▶ **The data**
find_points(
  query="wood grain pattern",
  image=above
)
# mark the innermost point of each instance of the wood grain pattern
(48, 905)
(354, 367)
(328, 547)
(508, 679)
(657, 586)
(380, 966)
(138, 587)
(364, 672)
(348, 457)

▶ **Problem description**
Write the listing out again in its entirety, exactly.

▶ **Answer to the exercise**
find_points(
  query="wood grain pattern",
  image=above
)
# mark the innermost point of each instance of the wood grain pattern
(48, 905)
(354, 367)
(328, 547)
(508, 679)
(657, 586)
(380, 966)
(138, 587)
(364, 672)
(348, 457)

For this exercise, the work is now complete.